[Problem details]:
Report each line below that contains the string "tree", copying every such line in full.
^^^^^^^^^^^^^^^^
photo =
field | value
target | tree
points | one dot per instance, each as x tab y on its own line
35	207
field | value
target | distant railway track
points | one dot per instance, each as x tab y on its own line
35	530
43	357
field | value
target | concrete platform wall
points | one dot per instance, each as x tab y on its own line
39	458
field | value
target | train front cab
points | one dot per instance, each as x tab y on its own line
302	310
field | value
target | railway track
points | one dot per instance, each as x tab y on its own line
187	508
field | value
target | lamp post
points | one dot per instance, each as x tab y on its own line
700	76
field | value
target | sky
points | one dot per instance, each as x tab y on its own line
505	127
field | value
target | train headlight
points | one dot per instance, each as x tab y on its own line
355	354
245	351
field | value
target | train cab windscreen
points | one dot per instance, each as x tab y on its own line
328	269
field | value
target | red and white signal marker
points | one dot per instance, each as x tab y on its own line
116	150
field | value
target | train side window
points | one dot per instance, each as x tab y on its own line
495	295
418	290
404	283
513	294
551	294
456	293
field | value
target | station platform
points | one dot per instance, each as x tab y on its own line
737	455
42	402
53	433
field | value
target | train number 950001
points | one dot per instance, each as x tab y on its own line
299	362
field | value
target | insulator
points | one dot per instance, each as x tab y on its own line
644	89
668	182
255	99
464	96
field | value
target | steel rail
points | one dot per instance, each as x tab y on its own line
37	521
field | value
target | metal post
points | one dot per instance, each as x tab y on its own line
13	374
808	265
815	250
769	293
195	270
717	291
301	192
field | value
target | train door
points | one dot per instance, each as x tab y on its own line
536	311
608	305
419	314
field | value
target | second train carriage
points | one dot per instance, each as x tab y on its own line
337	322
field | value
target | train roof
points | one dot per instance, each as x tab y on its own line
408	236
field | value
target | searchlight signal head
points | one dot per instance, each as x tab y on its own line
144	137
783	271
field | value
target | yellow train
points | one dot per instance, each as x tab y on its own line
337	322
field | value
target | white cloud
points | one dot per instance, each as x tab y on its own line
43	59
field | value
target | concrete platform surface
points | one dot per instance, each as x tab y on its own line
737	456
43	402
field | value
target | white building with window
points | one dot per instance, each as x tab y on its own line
^^^^^^^^^^^^^^^^
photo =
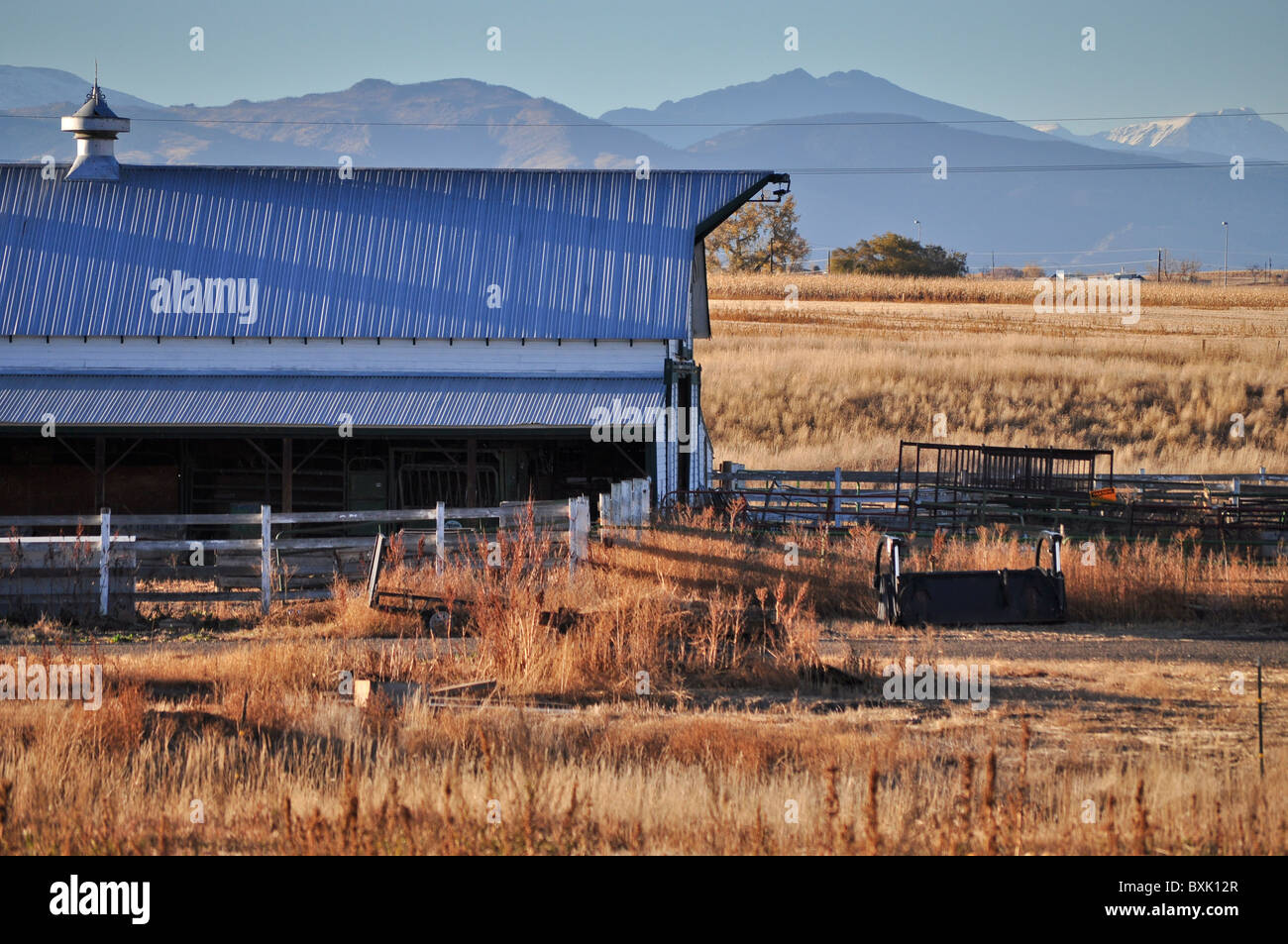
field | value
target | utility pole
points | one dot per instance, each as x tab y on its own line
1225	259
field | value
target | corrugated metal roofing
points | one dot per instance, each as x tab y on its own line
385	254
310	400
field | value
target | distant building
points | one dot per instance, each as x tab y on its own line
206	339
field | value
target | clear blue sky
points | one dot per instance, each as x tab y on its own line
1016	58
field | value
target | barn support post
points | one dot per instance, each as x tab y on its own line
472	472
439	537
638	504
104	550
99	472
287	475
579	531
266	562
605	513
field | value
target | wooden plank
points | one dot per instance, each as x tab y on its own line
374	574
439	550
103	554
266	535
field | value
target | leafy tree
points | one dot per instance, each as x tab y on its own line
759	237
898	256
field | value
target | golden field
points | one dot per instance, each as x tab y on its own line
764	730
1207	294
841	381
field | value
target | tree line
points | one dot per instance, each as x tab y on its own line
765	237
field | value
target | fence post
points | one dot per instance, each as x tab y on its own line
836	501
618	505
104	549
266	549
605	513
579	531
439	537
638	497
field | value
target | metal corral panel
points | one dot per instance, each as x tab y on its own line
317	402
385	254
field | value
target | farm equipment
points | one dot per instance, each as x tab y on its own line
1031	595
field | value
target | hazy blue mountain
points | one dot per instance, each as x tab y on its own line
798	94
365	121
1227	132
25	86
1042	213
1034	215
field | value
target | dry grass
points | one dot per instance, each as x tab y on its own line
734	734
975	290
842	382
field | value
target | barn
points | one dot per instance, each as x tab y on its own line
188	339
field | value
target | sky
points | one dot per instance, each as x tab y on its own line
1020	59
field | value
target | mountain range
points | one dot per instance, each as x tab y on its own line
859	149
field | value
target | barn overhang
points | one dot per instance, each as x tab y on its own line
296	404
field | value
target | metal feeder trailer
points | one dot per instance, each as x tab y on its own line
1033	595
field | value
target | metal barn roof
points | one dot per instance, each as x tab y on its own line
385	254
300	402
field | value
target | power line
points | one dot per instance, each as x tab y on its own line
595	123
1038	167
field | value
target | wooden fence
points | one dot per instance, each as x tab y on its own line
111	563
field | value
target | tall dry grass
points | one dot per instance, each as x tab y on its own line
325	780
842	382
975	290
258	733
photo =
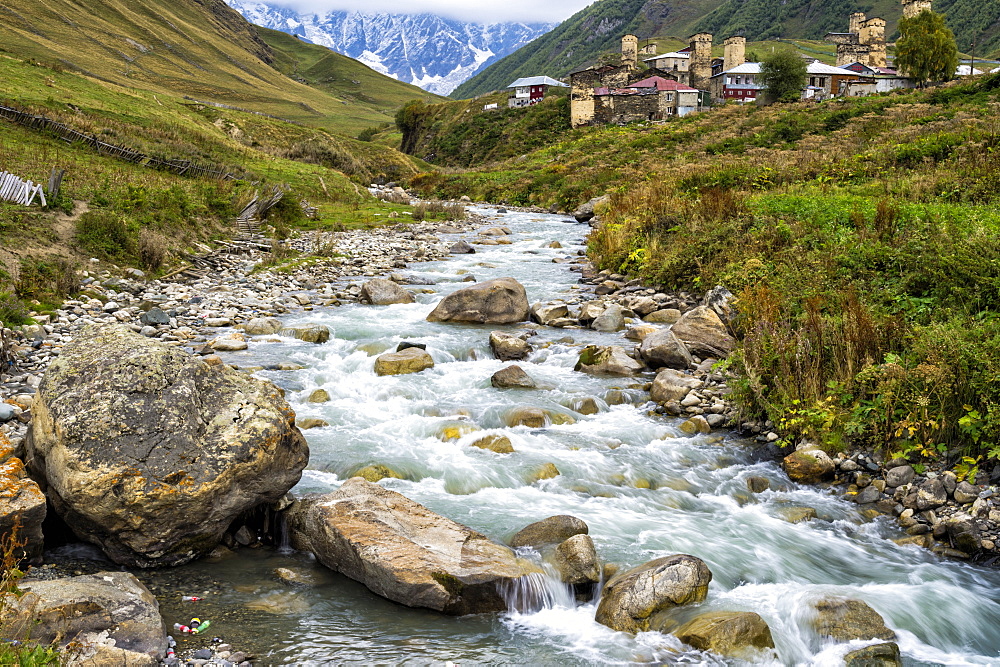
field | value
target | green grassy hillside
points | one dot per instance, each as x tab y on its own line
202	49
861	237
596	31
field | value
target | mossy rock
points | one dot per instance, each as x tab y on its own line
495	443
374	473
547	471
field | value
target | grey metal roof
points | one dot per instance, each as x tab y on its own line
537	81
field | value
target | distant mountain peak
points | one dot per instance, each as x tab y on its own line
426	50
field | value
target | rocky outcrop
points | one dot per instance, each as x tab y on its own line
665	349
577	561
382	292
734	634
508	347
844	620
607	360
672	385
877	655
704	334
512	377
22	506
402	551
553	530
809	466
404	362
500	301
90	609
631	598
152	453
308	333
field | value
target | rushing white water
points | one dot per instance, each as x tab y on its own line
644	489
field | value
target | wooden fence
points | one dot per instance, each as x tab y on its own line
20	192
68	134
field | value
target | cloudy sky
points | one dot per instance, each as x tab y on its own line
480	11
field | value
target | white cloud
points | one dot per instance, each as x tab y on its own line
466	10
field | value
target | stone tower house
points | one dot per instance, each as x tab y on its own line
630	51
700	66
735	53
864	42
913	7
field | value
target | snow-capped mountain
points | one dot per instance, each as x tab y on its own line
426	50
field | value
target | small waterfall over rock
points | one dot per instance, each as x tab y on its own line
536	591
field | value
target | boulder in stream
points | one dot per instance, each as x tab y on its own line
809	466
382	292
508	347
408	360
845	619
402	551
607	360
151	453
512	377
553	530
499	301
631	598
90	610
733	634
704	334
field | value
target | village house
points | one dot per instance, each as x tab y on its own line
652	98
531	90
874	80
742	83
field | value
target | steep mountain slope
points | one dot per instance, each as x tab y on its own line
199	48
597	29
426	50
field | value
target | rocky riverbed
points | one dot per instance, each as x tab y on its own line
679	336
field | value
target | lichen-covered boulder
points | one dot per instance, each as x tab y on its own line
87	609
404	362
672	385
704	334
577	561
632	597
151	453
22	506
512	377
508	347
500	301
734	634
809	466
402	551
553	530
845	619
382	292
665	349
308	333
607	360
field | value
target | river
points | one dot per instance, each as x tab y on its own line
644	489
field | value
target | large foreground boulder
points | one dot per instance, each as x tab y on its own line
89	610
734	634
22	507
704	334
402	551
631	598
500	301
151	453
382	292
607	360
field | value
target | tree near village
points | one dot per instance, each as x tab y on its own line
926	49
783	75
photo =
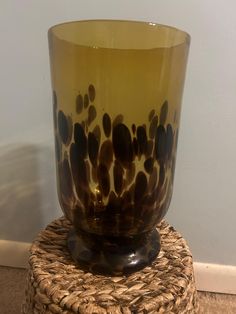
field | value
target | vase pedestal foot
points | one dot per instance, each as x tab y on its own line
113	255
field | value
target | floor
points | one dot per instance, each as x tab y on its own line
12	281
^^^^^^^^^^^^^^^^
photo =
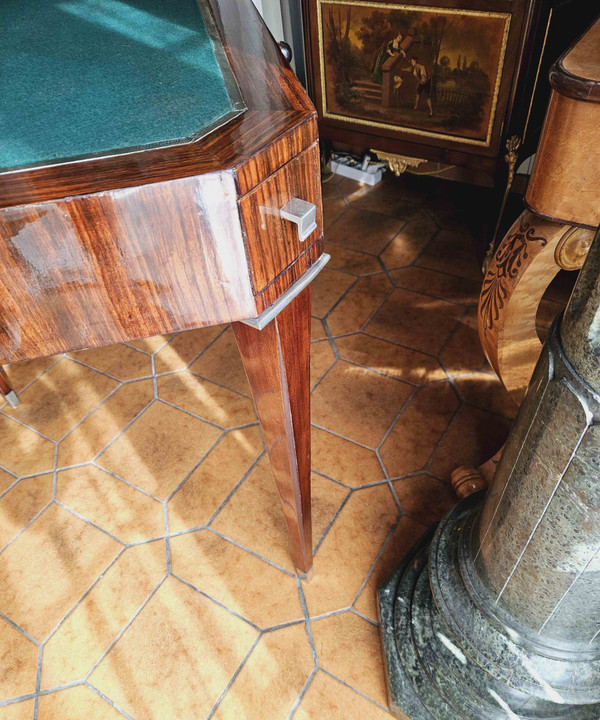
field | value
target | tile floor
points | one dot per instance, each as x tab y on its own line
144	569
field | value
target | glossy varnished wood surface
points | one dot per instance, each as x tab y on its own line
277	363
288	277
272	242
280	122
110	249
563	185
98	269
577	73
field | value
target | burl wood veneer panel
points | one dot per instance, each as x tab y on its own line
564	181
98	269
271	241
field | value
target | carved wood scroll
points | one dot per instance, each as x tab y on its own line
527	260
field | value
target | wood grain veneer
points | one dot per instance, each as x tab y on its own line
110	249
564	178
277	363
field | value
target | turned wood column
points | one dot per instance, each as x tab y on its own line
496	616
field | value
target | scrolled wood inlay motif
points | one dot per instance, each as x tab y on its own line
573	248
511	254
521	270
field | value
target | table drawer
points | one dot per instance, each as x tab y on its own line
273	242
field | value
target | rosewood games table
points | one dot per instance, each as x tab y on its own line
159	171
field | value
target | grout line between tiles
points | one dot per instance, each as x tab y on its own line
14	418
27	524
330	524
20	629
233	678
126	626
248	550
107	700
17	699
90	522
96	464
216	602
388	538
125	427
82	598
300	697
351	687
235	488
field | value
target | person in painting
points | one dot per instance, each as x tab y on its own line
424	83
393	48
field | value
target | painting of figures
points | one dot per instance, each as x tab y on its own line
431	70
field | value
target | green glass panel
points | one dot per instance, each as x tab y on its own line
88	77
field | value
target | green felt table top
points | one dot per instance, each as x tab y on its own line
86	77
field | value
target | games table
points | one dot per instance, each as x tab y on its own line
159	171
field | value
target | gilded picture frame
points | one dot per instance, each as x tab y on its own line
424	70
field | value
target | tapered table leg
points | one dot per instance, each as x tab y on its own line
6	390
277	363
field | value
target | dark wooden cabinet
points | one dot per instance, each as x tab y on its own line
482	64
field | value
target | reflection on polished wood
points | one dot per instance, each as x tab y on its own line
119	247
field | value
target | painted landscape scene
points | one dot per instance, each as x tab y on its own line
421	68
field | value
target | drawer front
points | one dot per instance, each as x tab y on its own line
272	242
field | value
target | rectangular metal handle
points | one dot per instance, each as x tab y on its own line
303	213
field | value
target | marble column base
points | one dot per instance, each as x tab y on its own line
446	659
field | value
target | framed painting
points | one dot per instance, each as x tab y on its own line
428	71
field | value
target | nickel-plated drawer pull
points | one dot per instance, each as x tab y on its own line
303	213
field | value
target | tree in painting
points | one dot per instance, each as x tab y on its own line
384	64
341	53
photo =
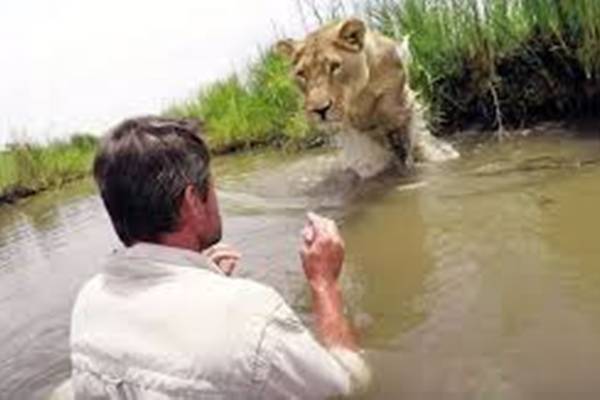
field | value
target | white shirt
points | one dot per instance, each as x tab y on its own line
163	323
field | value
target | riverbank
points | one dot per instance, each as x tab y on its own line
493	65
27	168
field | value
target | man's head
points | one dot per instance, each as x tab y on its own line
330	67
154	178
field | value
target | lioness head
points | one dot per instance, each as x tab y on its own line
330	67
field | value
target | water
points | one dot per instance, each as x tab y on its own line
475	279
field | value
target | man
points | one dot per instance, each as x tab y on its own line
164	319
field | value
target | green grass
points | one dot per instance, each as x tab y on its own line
^^^^^^^^^^^^^^^^
[Response]:
target | tree
target | leafy tree
target | tree line
target | tree near village
target | tree in painting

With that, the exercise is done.